• **Source document**:
Content starts

Jo had never seen herself as a gambler. When she realised she had run up a debt of over £1,500 on what she told herself was harmless fun, it came as a terrible shock.
It was only when she tried to stop, however, that she was forced to admit how big her problem had become. At 28, Jo had recently left a difficult relationship and was living alone with her two children. She had a part time job as an office assistant, and her life seemed routine and lacklustre. She got into the habit of playing games on her phone once the children were in bed; it was an innocent way to wind down at the end of the day, and something she looked forward to. She began competing against herself, trying to beat her previous high score, and when she managed it she felt what she described as ‘a little buzz’. Although the games she was playing were free and not in themselves harmful, her brain’s reward system was already responding to the experience of winning. The buzz was ‘euphoria’: the moment of intense pleasure we feel when a burst of dopamine is released.
The more the pleasure-giving behaviour is repeated the greater tolerance is acquired.

Content ends

• **Exercises to complete**:
- a) From the account of Jo's gambling debt, list the details it gives about Jo's circumstances at age 28.
- b) Answer these from the account of Jo's gambling debt:
(i) How large was the debt Jo ran up?
(ii) At what point in the day did Jo play games on her phone?
(iii) What is released at the moment of "euphoria"?
- c) Summarize the account of Jo's gambling debt in two sentences.

• **Dataset records**:
Content starts

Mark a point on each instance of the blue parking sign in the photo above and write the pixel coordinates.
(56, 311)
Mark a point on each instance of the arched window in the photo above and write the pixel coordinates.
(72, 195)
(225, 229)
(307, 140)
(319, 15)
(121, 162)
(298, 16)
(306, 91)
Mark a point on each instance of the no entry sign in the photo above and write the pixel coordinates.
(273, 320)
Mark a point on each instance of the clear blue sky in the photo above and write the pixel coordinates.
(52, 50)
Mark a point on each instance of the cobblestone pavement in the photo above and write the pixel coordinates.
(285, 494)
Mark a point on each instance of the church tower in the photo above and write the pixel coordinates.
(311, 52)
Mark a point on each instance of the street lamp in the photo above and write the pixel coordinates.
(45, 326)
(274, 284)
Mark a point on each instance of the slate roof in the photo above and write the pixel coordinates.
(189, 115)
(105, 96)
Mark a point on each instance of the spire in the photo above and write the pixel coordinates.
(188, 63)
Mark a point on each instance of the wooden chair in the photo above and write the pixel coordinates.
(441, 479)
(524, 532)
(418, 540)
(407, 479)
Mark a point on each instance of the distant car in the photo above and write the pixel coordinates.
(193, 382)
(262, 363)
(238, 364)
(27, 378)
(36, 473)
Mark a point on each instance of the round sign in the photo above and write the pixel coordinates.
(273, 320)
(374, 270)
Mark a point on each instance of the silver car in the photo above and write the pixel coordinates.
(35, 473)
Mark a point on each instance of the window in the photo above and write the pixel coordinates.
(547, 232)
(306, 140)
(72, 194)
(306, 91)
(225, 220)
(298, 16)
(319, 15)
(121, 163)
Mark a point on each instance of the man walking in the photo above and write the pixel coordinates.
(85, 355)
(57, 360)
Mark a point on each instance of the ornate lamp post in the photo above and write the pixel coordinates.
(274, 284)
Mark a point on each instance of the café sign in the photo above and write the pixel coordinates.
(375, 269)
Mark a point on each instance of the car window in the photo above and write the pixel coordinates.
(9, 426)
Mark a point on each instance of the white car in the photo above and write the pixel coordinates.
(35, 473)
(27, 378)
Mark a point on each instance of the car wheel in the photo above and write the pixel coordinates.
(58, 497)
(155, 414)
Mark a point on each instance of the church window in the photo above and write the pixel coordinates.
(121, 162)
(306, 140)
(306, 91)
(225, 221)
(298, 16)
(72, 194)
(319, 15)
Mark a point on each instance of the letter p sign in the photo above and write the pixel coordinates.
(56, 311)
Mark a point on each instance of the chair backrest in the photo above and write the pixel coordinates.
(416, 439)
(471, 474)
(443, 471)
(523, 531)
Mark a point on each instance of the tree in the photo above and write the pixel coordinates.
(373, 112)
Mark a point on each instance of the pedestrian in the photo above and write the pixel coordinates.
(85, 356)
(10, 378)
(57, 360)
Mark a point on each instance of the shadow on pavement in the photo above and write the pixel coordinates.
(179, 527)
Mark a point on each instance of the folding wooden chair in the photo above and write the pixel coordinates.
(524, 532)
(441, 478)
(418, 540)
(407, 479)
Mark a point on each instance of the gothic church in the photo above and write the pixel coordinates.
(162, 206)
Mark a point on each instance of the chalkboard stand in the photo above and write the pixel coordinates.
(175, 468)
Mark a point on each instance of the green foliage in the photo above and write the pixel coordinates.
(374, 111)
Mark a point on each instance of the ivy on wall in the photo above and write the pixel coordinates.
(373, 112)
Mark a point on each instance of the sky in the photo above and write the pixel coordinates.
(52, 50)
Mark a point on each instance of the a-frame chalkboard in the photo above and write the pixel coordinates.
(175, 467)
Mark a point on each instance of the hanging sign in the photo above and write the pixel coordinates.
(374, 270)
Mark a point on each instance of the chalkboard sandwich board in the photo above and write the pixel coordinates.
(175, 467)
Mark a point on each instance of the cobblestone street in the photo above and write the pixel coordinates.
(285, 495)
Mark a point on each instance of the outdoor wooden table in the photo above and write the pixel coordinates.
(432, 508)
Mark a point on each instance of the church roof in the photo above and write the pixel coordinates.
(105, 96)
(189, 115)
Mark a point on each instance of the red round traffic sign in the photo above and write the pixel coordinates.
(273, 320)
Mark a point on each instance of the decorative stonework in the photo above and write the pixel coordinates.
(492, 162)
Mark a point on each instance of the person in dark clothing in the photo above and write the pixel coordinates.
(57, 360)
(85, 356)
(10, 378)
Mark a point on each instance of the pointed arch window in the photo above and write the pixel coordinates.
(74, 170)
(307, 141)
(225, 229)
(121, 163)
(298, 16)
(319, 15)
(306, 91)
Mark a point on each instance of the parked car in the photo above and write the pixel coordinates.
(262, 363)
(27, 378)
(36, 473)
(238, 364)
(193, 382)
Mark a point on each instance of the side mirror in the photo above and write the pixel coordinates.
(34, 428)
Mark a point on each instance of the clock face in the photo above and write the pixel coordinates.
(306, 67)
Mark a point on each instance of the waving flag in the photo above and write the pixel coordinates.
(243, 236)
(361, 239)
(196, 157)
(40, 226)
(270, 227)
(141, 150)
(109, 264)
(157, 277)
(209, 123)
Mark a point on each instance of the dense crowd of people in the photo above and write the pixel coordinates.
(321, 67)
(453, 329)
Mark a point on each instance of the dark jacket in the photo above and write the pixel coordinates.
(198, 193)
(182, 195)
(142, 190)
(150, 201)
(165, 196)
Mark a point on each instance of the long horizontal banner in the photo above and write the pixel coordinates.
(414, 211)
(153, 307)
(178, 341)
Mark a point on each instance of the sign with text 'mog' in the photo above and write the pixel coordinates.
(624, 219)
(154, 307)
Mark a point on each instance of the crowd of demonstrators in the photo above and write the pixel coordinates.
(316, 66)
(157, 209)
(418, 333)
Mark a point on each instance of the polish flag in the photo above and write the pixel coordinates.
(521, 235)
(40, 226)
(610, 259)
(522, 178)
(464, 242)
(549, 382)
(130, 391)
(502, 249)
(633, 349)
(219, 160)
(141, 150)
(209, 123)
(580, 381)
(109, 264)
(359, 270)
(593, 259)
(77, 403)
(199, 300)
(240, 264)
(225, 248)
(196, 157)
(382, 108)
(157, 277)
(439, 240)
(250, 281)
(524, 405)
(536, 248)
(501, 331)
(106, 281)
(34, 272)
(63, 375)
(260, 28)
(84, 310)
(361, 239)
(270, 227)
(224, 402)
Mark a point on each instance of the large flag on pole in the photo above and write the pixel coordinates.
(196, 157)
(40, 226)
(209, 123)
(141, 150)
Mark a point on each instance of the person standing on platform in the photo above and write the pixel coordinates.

Content ends

• **Results by task**:
- a)
- She had recently left a difficult relationship.
- She was living alone.
- She had two children.
- She had a part-time job as an office assistant.
- Her life seemed routine and lacklustre.

- b)
(i) Over £1,500.
(ii) Once the children were in bed.
(iii) A burst of dopamine.

- c) Jo, who had never seen herself as a gambler, was shocked to find she owed over £1,500, and only when she tried to stop did she admit how big her problem had become. At 28, living alone with her two children, she had started playing free games on her phone after they went to bed, and beating her high score gave her "a little buzz," a moment of dopamine-driven euphoria, with greater tolerance building the more such behavior is repeated.